Task brief: For each line of the data below that includes the string "sleeve", count one, and answer with the sum only.

Start of Provided records

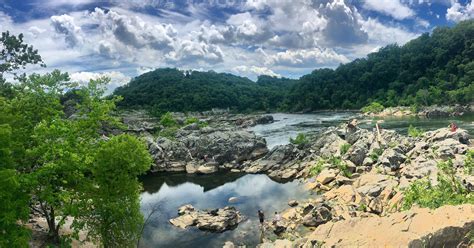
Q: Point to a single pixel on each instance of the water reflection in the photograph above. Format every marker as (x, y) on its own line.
(287, 126)
(252, 191)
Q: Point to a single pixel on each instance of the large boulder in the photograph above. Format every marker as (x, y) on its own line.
(217, 220)
(460, 135)
(443, 227)
(206, 149)
(392, 157)
(320, 214)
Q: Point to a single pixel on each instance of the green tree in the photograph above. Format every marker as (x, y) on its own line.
(14, 206)
(115, 217)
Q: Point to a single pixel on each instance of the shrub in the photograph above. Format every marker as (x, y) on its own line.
(169, 132)
(469, 163)
(414, 108)
(341, 165)
(317, 168)
(300, 139)
(167, 120)
(376, 154)
(345, 148)
(415, 132)
(448, 191)
(373, 107)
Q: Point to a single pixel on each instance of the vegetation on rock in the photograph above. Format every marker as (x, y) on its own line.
(449, 190)
(435, 68)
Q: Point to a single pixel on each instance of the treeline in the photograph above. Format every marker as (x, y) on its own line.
(174, 90)
(436, 68)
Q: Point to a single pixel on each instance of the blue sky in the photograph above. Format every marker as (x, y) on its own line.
(122, 39)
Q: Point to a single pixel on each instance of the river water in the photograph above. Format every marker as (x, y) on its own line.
(168, 191)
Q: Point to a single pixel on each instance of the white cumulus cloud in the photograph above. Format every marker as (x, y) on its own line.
(116, 79)
(252, 71)
(392, 8)
(458, 12)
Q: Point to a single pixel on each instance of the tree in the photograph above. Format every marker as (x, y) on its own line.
(50, 161)
(14, 206)
(115, 217)
(16, 55)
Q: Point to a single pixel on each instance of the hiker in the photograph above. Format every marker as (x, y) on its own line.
(453, 127)
(276, 218)
(261, 216)
(352, 126)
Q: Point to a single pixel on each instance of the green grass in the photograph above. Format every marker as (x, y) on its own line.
(376, 154)
(300, 139)
(469, 163)
(345, 148)
(317, 168)
(415, 132)
(448, 191)
(373, 107)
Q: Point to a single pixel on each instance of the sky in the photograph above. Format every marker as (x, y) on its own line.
(285, 38)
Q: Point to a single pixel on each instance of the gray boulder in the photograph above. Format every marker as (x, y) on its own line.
(320, 214)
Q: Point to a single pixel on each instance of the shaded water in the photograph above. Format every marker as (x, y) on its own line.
(169, 191)
(288, 126)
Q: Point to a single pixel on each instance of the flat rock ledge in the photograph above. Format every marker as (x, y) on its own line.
(216, 220)
(447, 226)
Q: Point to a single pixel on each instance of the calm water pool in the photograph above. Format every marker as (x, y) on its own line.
(168, 191)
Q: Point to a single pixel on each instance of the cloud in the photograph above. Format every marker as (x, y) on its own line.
(116, 79)
(393, 8)
(189, 51)
(315, 57)
(458, 12)
(343, 27)
(133, 31)
(64, 24)
(252, 71)
(381, 34)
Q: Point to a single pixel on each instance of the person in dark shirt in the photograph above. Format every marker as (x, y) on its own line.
(261, 216)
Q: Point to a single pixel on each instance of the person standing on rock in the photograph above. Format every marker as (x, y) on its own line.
(276, 218)
(261, 216)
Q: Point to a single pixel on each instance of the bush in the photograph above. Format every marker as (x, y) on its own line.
(415, 132)
(376, 154)
(337, 162)
(373, 107)
(167, 120)
(317, 168)
(191, 120)
(469, 163)
(345, 148)
(448, 191)
(299, 140)
(169, 132)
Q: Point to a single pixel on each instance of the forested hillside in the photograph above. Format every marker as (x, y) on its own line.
(174, 90)
(436, 68)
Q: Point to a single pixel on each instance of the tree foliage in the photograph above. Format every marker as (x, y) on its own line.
(54, 158)
(173, 90)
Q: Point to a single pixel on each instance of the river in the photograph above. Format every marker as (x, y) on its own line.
(168, 191)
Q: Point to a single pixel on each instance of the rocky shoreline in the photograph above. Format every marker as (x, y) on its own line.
(428, 112)
(359, 178)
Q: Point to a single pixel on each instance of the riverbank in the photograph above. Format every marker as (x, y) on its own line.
(427, 111)
(357, 176)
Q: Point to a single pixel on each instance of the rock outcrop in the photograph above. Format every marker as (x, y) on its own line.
(419, 227)
(216, 220)
(205, 150)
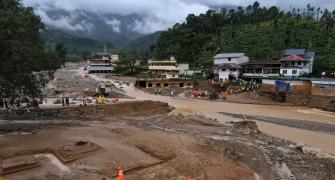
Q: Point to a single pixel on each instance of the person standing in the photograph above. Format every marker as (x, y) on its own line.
(6, 104)
(1, 103)
(102, 99)
(18, 104)
(85, 101)
(67, 101)
(11, 102)
(63, 101)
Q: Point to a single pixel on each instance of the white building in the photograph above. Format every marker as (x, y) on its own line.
(227, 65)
(297, 62)
(166, 69)
(102, 63)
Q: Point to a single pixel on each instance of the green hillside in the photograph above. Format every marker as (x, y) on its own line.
(260, 32)
(76, 47)
(145, 42)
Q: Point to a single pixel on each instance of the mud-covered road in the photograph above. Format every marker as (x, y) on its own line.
(319, 138)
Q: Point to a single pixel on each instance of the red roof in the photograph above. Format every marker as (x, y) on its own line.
(293, 58)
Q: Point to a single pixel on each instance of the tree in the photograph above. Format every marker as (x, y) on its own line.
(22, 53)
(61, 52)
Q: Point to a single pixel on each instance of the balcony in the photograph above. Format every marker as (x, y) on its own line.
(260, 75)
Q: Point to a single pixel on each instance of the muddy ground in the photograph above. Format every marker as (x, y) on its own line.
(320, 102)
(149, 143)
(68, 82)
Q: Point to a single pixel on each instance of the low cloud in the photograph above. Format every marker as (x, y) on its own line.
(155, 14)
(115, 24)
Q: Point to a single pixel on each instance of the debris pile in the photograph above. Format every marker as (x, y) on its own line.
(77, 150)
(17, 164)
(245, 127)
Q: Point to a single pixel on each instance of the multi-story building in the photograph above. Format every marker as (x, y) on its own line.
(228, 65)
(101, 63)
(258, 69)
(165, 69)
(297, 62)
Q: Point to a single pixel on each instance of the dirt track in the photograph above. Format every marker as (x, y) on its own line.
(150, 144)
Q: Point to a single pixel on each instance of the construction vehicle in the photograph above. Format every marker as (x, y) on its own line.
(282, 89)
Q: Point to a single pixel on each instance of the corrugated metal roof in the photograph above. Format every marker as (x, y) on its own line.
(309, 55)
(300, 52)
(99, 68)
(262, 62)
(293, 58)
(230, 65)
(228, 55)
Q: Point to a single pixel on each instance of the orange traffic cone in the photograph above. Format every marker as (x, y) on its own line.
(121, 176)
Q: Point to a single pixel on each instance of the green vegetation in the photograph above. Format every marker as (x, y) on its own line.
(260, 32)
(145, 42)
(131, 62)
(77, 47)
(23, 54)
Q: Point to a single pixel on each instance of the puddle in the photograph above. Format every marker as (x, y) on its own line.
(55, 161)
(318, 112)
(283, 171)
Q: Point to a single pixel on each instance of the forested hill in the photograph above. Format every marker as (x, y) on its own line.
(260, 32)
(144, 42)
(76, 46)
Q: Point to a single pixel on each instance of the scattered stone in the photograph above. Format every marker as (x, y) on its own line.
(17, 164)
(245, 127)
(200, 114)
(57, 101)
(77, 150)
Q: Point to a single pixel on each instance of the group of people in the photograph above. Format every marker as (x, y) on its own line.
(9, 103)
(198, 93)
(66, 101)
(100, 99)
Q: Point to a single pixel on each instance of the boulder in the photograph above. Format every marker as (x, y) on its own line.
(245, 127)
(57, 101)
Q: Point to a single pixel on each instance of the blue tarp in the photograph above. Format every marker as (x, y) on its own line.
(282, 86)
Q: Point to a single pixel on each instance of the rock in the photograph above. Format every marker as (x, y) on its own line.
(245, 127)
(57, 101)
(199, 114)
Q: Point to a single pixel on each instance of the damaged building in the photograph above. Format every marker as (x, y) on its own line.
(164, 73)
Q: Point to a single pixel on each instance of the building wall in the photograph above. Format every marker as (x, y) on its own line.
(171, 75)
(325, 90)
(297, 86)
(182, 68)
(290, 72)
(170, 84)
(239, 60)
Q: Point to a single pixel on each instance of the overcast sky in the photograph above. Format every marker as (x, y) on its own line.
(158, 14)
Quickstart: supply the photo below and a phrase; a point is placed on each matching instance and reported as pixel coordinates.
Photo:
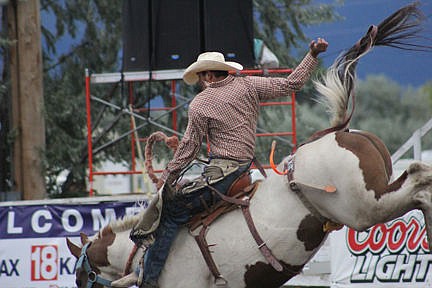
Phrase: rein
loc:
(93, 277)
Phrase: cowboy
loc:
(226, 112)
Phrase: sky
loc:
(408, 68)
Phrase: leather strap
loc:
(262, 246)
(204, 247)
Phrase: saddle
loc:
(238, 196)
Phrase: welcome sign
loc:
(33, 250)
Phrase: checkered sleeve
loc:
(269, 88)
(189, 145)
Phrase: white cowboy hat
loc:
(208, 61)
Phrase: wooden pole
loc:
(27, 98)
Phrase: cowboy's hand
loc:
(318, 46)
(159, 184)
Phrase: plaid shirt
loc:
(227, 112)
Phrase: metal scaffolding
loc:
(165, 75)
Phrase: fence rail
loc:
(414, 141)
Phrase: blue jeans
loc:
(175, 213)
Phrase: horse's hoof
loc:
(126, 281)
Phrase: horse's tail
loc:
(337, 86)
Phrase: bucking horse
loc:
(339, 176)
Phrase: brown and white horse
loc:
(289, 211)
(107, 255)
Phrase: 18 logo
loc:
(44, 262)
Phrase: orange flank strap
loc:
(272, 165)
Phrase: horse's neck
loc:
(275, 201)
(118, 255)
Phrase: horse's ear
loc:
(75, 250)
(84, 238)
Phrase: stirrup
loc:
(126, 281)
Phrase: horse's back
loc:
(351, 157)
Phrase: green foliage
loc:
(382, 107)
(279, 24)
(95, 29)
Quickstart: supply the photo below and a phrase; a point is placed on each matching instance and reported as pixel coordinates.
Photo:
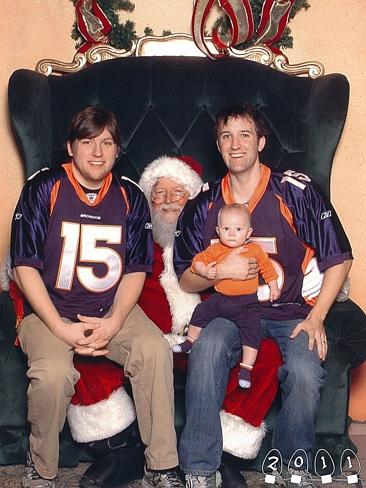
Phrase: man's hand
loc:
(237, 267)
(314, 328)
(96, 335)
(73, 332)
(211, 270)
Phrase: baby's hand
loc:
(211, 270)
(274, 291)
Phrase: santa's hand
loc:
(237, 267)
(315, 330)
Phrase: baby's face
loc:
(233, 228)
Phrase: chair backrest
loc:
(167, 105)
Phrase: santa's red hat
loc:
(100, 407)
(183, 169)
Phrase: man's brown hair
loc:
(244, 110)
(91, 122)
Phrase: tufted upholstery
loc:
(168, 105)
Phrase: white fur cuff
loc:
(241, 438)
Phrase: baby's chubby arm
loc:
(208, 271)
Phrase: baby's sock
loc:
(184, 346)
(244, 375)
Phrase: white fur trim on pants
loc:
(241, 438)
(103, 419)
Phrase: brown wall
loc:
(331, 31)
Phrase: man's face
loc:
(168, 199)
(239, 144)
(93, 159)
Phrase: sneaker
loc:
(32, 479)
(212, 481)
(161, 479)
(305, 482)
(279, 479)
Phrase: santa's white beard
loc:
(164, 223)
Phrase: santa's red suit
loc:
(101, 408)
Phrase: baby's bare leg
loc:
(246, 366)
(192, 335)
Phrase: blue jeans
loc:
(212, 356)
(301, 378)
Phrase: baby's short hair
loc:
(234, 207)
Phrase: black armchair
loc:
(167, 105)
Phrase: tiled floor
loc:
(358, 435)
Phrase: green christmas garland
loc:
(124, 33)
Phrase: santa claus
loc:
(101, 409)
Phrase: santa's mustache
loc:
(170, 206)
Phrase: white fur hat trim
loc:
(102, 419)
(170, 167)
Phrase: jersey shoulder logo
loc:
(295, 178)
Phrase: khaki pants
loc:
(146, 356)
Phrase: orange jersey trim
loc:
(79, 191)
(54, 193)
(124, 194)
(257, 195)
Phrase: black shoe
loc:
(116, 468)
(231, 476)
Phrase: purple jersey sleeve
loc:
(315, 219)
(139, 243)
(30, 220)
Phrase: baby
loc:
(235, 300)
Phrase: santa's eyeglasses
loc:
(160, 196)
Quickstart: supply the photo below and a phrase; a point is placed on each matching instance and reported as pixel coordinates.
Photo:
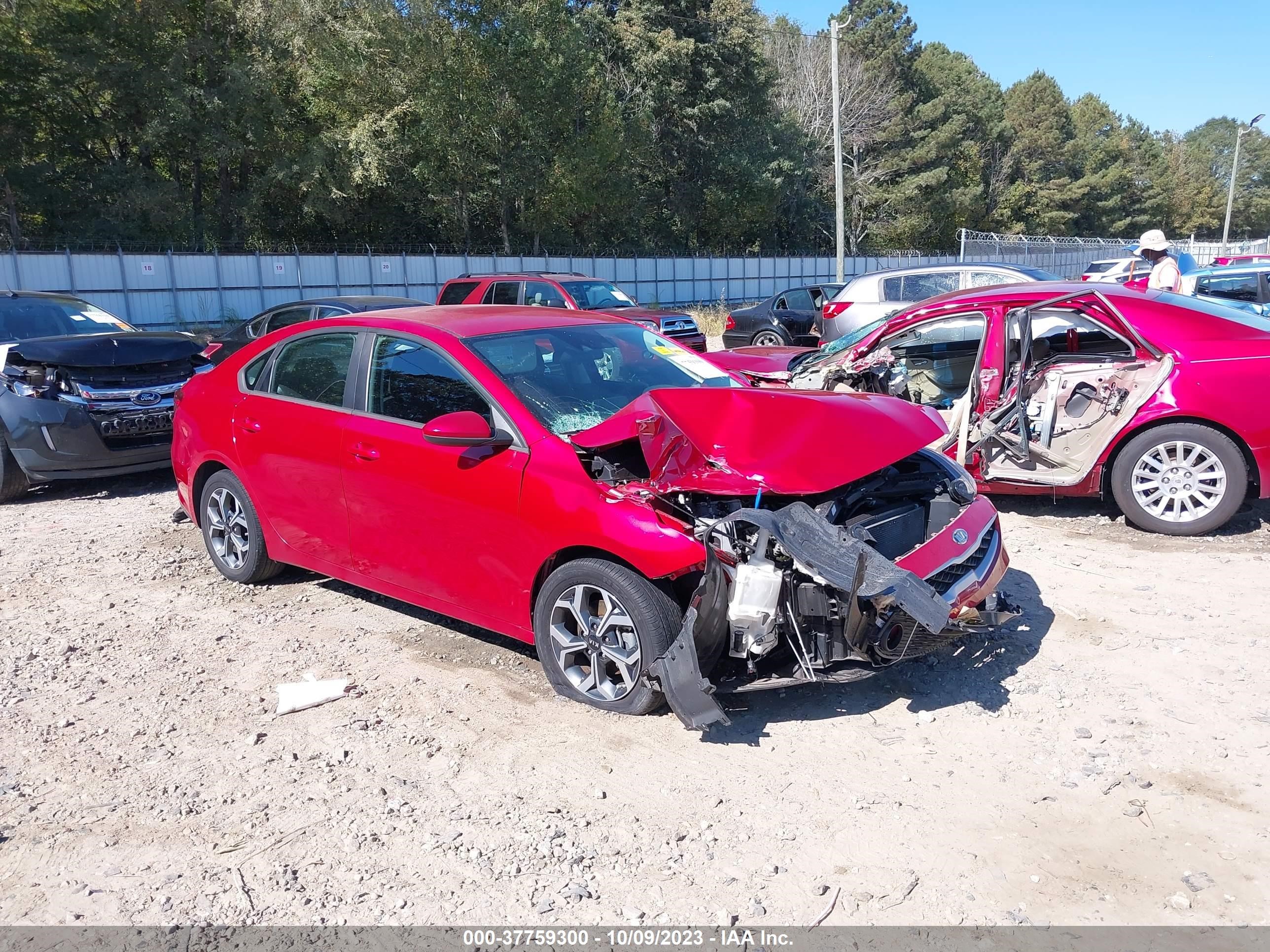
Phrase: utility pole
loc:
(837, 145)
(1235, 170)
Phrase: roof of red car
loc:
(478, 320)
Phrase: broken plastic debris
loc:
(309, 693)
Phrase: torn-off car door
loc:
(1072, 376)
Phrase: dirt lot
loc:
(1072, 770)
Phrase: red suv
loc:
(570, 291)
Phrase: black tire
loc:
(656, 617)
(13, 481)
(781, 338)
(1217, 443)
(256, 564)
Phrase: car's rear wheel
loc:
(598, 627)
(1181, 479)
(232, 531)
(13, 481)
(769, 338)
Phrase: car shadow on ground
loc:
(136, 484)
(1251, 517)
(421, 615)
(971, 671)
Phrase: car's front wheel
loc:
(1181, 479)
(232, 531)
(13, 481)
(769, 338)
(598, 627)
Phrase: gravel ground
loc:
(1101, 761)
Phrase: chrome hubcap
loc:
(228, 528)
(1179, 481)
(595, 643)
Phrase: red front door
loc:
(289, 446)
(439, 521)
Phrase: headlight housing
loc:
(960, 483)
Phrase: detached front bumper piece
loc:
(844, 612)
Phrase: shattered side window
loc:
(572, 378)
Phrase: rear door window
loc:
(314, 369)
(1234, 287)
(798, 300)
(457, 292)
(541, 294)
(503, 292)
(986, 280)
(918, 287)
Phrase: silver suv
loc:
(877, 295)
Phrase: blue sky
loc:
(1211, 56)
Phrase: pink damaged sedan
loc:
(1070, 390)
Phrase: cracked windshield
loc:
(573, 378)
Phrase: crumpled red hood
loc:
(737, 441)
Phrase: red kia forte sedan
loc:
(1070, 390)
(586, 484)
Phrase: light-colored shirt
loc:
(1166, 274)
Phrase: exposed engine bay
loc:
(801, 589)
(93, 404)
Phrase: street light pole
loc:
(1235, 170)
(837, 149)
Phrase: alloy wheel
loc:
(228, 528)
(1179, 481)
(595, 643)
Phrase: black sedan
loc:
(783, 319)
(296, 312)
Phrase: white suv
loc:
(877, 295)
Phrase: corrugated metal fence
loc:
(181, 290)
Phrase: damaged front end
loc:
(803, 583)
(96, 404)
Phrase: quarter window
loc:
(457, 292)
(286, 318)
(503, 292)
(314, 369)
(413, 382)
(252, 373)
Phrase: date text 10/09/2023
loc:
(562, 940)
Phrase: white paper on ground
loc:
(309, 693)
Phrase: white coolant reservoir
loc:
(756, 592)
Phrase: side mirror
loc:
(464, 428)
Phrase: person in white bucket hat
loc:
(1165, 273)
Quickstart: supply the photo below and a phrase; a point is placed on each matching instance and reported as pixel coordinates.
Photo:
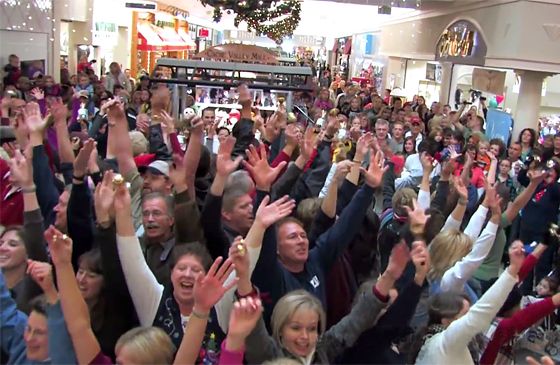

End of Provided records

Task solution: 2